TASK PROMPT ::
Go through the entries and copy every line that has the string "road" in it.

INPUT FOR THIS TASK ::
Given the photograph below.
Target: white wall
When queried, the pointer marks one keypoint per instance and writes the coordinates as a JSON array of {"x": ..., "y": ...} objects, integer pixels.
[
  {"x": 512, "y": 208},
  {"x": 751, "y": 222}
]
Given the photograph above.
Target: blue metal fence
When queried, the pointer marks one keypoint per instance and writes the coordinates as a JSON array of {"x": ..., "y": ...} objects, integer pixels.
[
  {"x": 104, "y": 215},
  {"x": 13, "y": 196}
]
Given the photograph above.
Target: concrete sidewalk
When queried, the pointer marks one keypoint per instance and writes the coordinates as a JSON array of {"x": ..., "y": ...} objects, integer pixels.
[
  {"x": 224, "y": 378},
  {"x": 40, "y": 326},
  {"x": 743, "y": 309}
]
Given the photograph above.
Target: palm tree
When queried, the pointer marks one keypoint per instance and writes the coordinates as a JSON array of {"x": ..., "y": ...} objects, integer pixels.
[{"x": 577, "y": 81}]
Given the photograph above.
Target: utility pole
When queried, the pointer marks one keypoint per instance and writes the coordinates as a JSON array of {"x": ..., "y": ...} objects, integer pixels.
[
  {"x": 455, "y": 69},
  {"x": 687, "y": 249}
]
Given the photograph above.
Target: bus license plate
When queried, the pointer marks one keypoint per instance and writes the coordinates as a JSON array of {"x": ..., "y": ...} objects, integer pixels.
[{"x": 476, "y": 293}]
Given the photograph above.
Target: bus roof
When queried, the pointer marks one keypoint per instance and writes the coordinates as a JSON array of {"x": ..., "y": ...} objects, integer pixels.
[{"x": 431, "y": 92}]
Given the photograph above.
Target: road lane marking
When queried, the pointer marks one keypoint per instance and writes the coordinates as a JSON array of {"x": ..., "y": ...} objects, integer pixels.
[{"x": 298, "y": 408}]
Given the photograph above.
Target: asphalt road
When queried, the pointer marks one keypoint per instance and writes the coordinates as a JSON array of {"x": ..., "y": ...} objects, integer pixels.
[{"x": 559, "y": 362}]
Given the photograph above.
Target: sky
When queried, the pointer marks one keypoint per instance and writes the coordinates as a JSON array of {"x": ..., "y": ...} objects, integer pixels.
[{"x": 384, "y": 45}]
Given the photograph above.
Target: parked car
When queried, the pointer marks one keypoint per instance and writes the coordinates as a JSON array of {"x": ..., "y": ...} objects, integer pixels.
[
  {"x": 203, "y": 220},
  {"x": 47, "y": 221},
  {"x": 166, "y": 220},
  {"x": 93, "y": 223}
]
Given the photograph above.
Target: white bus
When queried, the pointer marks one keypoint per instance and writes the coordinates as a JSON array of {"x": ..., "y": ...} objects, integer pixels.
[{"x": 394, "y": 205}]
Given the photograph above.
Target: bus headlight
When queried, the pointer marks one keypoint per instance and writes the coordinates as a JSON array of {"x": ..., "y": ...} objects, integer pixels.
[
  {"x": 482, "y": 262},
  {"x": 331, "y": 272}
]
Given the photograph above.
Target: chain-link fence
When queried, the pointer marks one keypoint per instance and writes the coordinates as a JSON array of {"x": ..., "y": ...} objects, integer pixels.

RESPONSE TO THE EXERCISE ::
Target: road lane marking
Target: asphalt road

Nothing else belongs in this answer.